• PROBLEM: Everything from the line holding "Query: concrete retaining wall panel" through the last line below is needed; please reproduce those lines exactly, adding nothing.

• RECORDS SHOWN:

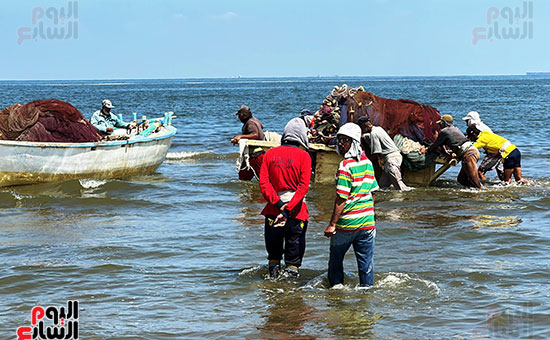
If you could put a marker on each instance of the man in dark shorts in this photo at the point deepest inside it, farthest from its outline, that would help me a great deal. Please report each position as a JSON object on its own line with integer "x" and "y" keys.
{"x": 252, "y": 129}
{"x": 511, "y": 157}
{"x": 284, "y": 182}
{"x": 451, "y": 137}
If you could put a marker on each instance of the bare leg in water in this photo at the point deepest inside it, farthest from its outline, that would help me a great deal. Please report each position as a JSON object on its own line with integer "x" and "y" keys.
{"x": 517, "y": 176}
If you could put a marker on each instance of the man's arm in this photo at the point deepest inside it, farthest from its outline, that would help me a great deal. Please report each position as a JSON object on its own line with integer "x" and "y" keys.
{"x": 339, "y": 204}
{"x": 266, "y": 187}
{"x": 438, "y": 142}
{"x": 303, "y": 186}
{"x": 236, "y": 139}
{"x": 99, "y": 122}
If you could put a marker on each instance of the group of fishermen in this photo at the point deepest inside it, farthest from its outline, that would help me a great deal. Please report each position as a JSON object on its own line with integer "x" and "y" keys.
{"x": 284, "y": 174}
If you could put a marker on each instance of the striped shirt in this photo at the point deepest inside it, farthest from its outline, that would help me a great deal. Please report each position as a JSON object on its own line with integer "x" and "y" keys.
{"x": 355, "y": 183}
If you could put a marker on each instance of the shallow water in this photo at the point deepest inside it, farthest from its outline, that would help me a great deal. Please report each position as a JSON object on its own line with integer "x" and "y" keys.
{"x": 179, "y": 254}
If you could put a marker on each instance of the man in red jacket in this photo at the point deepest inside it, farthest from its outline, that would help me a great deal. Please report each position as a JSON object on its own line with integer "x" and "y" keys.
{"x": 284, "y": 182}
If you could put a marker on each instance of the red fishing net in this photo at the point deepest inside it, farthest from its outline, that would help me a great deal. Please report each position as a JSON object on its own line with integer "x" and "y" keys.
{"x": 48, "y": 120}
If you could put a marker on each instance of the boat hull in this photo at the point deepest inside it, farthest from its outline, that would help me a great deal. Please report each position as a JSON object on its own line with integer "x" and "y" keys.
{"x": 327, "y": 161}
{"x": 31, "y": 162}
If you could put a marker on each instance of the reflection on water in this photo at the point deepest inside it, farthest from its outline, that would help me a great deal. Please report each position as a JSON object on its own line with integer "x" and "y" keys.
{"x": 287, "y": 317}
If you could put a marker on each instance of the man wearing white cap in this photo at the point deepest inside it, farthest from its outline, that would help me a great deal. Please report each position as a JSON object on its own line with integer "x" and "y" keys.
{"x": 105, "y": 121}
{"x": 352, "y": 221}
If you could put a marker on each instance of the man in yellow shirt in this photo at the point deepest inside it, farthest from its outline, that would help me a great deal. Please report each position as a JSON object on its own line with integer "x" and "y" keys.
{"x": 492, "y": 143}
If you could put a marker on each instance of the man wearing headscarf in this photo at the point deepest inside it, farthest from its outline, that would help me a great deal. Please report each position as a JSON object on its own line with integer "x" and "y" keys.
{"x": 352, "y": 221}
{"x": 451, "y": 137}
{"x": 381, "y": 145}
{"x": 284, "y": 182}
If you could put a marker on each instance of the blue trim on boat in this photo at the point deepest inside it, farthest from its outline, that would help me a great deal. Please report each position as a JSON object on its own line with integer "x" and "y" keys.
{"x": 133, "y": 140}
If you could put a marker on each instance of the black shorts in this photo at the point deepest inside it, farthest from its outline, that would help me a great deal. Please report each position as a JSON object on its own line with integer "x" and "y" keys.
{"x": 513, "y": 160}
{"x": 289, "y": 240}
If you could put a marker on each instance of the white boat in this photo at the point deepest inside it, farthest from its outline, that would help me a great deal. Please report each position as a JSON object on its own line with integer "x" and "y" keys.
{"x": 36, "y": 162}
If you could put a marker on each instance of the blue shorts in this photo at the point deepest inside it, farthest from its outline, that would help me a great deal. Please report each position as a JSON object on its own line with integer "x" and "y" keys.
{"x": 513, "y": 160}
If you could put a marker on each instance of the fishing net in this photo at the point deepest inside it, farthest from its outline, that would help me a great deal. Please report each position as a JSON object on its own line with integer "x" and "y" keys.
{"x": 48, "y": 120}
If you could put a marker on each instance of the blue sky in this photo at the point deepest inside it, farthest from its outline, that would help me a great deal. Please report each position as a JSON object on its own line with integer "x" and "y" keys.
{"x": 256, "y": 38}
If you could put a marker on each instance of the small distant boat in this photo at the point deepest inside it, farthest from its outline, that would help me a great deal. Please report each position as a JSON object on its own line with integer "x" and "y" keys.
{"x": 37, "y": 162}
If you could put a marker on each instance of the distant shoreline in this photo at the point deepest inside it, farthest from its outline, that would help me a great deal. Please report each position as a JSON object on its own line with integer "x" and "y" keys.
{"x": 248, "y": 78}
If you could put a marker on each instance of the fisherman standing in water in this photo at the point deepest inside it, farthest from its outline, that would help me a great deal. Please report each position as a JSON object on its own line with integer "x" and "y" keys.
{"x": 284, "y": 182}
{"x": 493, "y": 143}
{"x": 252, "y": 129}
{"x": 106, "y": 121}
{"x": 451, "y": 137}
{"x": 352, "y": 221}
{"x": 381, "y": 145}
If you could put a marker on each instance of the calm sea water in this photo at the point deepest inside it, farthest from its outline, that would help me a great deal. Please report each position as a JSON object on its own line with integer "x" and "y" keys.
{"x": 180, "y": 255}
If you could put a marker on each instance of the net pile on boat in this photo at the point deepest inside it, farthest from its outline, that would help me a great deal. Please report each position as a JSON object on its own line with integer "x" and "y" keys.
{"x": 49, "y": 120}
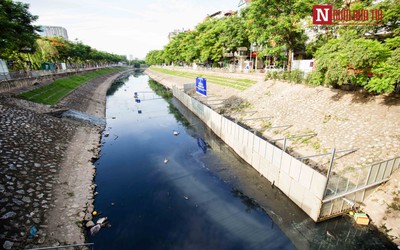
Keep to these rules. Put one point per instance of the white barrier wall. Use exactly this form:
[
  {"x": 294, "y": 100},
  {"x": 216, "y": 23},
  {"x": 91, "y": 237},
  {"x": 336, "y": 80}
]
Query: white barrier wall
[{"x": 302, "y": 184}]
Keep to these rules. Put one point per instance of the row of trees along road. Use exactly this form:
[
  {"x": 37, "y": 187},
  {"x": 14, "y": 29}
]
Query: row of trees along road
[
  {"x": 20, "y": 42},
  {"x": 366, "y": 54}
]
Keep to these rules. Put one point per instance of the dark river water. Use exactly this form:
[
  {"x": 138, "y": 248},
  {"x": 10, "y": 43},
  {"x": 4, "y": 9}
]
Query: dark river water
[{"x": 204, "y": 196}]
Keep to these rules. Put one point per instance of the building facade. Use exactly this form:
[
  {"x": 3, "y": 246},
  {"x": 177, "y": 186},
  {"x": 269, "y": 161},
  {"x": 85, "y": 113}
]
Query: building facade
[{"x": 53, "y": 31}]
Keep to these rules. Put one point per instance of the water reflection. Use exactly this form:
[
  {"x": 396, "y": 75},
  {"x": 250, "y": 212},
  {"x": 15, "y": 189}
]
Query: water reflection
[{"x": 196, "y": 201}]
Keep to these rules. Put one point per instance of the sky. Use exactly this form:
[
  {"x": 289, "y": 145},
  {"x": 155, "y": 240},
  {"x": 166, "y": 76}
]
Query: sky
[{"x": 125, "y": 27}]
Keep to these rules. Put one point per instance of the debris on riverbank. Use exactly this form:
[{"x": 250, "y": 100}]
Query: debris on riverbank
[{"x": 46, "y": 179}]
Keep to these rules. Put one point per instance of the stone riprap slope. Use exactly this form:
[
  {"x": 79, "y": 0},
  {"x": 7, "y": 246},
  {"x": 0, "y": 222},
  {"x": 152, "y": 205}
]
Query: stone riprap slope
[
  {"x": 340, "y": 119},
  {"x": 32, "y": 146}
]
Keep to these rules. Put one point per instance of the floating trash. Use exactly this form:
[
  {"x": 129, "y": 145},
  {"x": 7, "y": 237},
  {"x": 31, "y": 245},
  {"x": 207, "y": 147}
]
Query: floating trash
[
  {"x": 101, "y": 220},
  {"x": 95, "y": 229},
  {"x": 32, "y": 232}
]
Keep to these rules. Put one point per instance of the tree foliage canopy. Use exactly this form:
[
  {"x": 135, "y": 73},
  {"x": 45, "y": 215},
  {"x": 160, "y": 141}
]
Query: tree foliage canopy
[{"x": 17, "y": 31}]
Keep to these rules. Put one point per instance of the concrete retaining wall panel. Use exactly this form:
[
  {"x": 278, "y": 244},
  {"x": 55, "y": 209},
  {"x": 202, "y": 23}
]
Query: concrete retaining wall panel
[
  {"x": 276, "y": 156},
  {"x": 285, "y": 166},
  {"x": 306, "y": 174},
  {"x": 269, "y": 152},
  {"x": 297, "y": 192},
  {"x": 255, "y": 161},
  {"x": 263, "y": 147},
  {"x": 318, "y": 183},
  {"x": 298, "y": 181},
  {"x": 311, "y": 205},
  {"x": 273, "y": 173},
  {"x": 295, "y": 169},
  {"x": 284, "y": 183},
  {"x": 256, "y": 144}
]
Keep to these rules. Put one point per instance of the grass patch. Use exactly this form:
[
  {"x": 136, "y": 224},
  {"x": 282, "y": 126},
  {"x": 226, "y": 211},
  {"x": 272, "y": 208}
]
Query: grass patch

• SOLUTION FOR THIS TASK:
Query: concrete retaining wall panel
[
  {"x": 276, "y": 156},
  {"x": 285, "y": 166},
  {"x": 306, "y": 174},
  {"x": 269, "y": 152},
  {"x": 297, "y": 192},
  {"x": 255, "y": 161},
  {"x": 263, "y": 147},
  {"x": 318, "y": 183},
  {"x": 298, "y": 181},
  {"x": 311, "y": 205},
  {"x": 273, "y": 173},
  {"x": 295, "y": 169},
  {"x": 284, "y": 183},
  {"x": 256, "y": 144}
]
Keep to these rules. Put one point per instance of the grass patch. Use exactly this form:
[
  {"x": 136, "y": 224},
  {"x": 282, "y": 126},
  {"x": 226, "y": 211},
  {"x": 272, "y": 208}
]
Query: grass patch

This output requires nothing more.